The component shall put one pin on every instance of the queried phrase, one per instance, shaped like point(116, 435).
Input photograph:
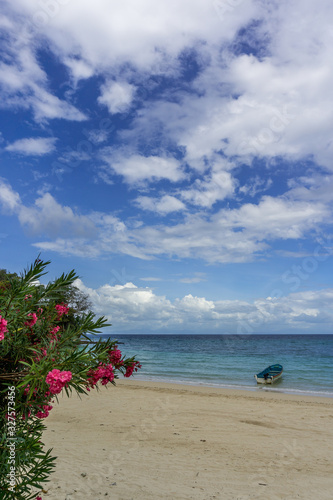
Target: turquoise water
point(232, 360)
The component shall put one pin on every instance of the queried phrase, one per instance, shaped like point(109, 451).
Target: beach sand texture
point(147, 440)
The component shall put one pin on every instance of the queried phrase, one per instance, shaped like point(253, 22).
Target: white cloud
point(163, 206)
point(79, 68)
point(136, 169)
point(46, 217)
point(207, 191)
point(9, 199)
point(117, 96)
point(128, 306)
point(23, 83)
point(34, 146)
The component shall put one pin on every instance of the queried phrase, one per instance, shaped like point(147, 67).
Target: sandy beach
point(147, 440)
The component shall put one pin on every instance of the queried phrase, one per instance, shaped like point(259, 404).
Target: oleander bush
point(46, 348)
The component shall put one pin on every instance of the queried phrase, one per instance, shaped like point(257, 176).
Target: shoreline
point(255, 388)
point(160, 441)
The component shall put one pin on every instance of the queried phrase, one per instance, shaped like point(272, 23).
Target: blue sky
point(177, 154)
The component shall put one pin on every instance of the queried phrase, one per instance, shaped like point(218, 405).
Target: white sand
point(145, 440)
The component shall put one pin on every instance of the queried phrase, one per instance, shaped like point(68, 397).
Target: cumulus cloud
point(116, 96)
point(163, 206)
point(34, 146)
point(137, 169)
point(128, 307)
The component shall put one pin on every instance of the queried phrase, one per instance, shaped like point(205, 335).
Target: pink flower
point(115, 357)
point(57, 380)
point(54, 332)
point(62, 309)
point(3, 328)
point(131, 368)
point(31, 322)
point(45, 413)
point(103, 372)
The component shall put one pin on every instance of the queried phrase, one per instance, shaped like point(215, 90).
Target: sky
point(177, 155)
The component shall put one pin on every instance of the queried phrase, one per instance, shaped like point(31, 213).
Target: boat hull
point(269, 375)
point(267, 381)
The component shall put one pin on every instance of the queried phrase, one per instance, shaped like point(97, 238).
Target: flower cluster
point(61, 309)
point(31, 322)
point(3, 327)
point(115, 357)
point(57, 380)
point(103, 372)
point(131, 368)
point(45, 412)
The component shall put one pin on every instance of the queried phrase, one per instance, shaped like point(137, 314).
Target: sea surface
point(230, 361)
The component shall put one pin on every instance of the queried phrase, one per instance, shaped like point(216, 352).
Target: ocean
point(230, 361)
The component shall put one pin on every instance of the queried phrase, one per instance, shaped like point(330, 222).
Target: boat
point(269, 375)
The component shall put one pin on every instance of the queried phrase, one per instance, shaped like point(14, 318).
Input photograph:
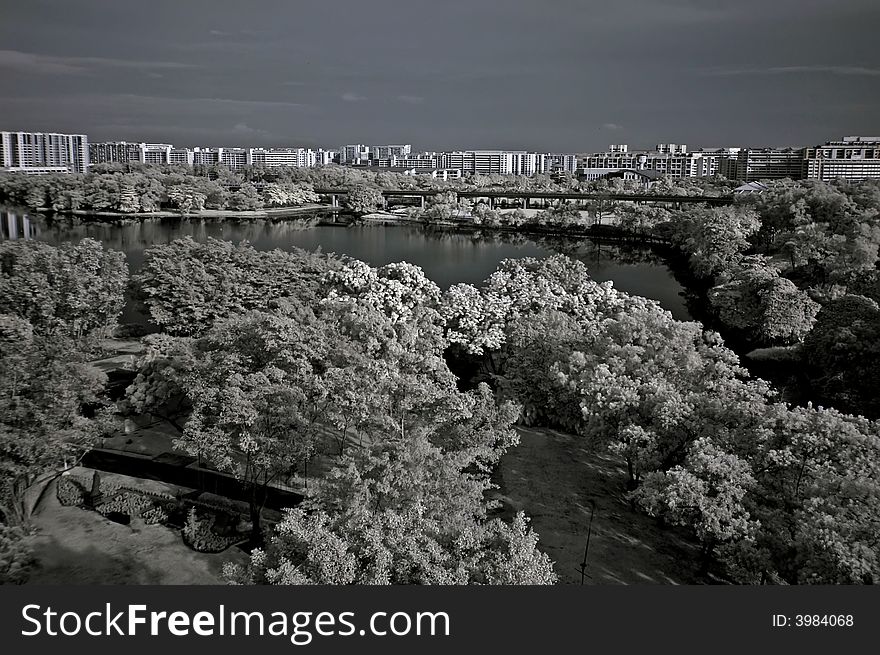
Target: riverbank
point(266, 213)
point(467, 225)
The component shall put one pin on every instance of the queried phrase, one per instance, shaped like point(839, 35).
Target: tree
point(705, 493)
point(187, 198)
point(395, 547)
point(843, 354)
point(765, 307)
point(364, 199)
point(187, 286)
point(45, 386)
point(247, 198)
point(76, 290)
point(816, 501)
point(714, 238)
point(256, 397)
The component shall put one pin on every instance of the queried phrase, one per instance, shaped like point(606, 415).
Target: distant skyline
point(554, 75)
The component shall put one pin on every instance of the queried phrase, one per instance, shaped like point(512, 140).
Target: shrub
point(16, 557)
point(125, 502)
point(70, 491)
point(155, 515)
point(199, 535)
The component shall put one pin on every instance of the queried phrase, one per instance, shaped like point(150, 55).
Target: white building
point(47, 150)
point(275, 157)
point(851, 158)
point(672, 148)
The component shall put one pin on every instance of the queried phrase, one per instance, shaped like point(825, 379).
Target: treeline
point(140, 188)
point(266, 360)
point(264, 356)
point(798, 264)
point(775, 494)
point(147, 190)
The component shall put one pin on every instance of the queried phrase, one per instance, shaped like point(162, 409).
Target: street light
point(583, 566)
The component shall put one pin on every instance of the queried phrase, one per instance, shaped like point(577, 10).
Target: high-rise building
point(44, 150)
point(672, 148)
point(353, 153)
point(156, 153)
point(714, 161)
point(851, 158)
point(559, 163)
point(274, 157)
point(121, 152)
point(768, 164)
point(667, 163)
point(386, 152)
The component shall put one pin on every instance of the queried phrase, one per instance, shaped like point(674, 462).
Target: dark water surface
point(447, 257)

-.-.-

• YOUR GOAL:
Rename "queried phrase" to "requested label" throughout the material above, leaving every other word as it is, and omit the pictures from your answer.

• RESULT OF THE EXERCISE:
The component shall put one pin on every instance of the requested label, one per instance, shaped like point(116, 435).
Input photograph:
Target: turquoise water
point(232, 360)
The component shall put one pin on every instance of the requested label, one per instance, shaped like point(109, 451).
Target: beach sand texture
point(147, 440)
The component shall put one pin on every instance of the requested label, one per instance, shaped like point(253, 22).
Target: white cloud
point(163, 206)
point(79, 68)
point(136, 169)
point(46, 217)
point(207, 191)
point(9, 199)
point(117, 96)
point(128, 306)
point(23, 83)
point(34, 146)
The component shall put one pin on every instance of the requested label, one per instance, shaped like point(147, 67).
Target: sandy beach
point(147, 440)
The component shall put one pin on every instance of the requested label, one per instance, shaped like point(259, 404).
Target: oleander bush
point(46, 348)
The component shall put one pin on every instance of the requested label, one per instance, shaped like point(257, 176).
Target: shoreline
point(255, 388)
point(160, 441)
The component shall put one pin on every instance of the requested label, one per instance, shaped like point(272, 23).
Target: blue sky
point(177, 154)
The component shall put one pin on every instance of the requested label, one per instance, shaped like point(218, 405).
Target: white sand
point(145, 440)
The component shall put one pin on every instance of the requested label, one per instance, shaped like point(68, 397).
Target: cumulus cloud
point(116, 96)
point(163, 206)
point(34, 146)
point(137, 169)
point(128, 307)
The component shall put one pin on every instance of the requested label, one per instance, shaped like point(205, 335).
Target: pink flower
point(115, 357)
point(57, 380)
point(54, 332)
point(62, 309)
point(3, 328)
point(131, 368)
point(31, 322)
point(45, 413)
point(103, 372)
The component shall put one pin on every instance of the requested label, one per instance, shaped like point(215, 90).
Target: sky
point(177, 155)
The component shall put one pin on every instance of the requested label, one per instance, shaped like point(31, 213).
Target: boat hull
point(269, 375)
point(267, 381)
The component shall put one pin on every instance of the requested label, one per instance, shaped like point(97, 238).
Target: flower cluster
point(61, 309)
point(31, 322)
point(3, 327)
point(115, 357)
point(57, 380)
point(103, 372)
point(131, 368)
point(45, 412)
The component shall put one pin on every instance of the requested label, one per instance, shaped like point(137, 314).
Target: sea surface
point(230, 361)
The component shall put one pin on every instance of the requested label, one per instance, shaped like point(216, 352).
Target: ocean
point(230, 361)
The component shall put one pin on every instance of the requested label, one per instance, shaped like point(330, 222).
Target: boat
point(269, 375)
The component shall put one pin on every instance of the requested label, one per instance, shaped like point(14, 318).
Input photograph:
Target: riverbank
point(266, 213)
point(467, 225)
The component shall put one pin on every instance of the requested label, one per instance, shaped like point(839, 35).
Target: tree
point(705, 493)
point(187, 198)
point(395, 547)
point(843, 354)
point(765, 307)
point(364, 199)
point(187, 286)
point(45, 386)
point(247, 198)
point(76, 290)
point(816, 501)
point(714, 238)
point(256, 397)
The component shall put one pin on every instance of the requested label, one per instance, shaped like point(606, 415).
Target: distant skyline
point(554, 75)
The component shall put one pin on every instance of the requested label, one per instance, shaped like point(512, 140).
Target: shrub
point(16, 557)
point(125, 502)
point(70, 491)
point(155, 515)
point(199, 535)
The component shall put one pin on every instance of the requested label, one per instance, shaped like point(150, 55).
Target: white building
point(47, 150)
point(275, 157)
point(851, 158)
point(672, 148)
The component shall put one pin on every instance of the requested label, one per instance, shaped like point(825, 379).
Target: treeline
point(140, 188)
point(266, 360)
point(264, 356)
point(798, 264)
point(775, 494)
point(147, 190)
The component shall put one pin on every instance of the requested label, one per instance, shaped like point(162, 409).
Target: street light
point(583, 566)
The component shall put one pin on every instance of the requested label, one per instance, shaped like point(577, 10).
Target: high-rise building
point(44, 150)
point(672, 148)
point(353, 153)
point(156, 153)
point(714, 161)
point(851, 158)
point(559, 163)
point(274, 157)
point(121, 152)
point(768, 164)
point(667, 163)
point(386, 152)
The component shall put one pin on every instance of the requested label, one per instance, shaped like point(674, 462).
Target: dark water surface
point(447, 257)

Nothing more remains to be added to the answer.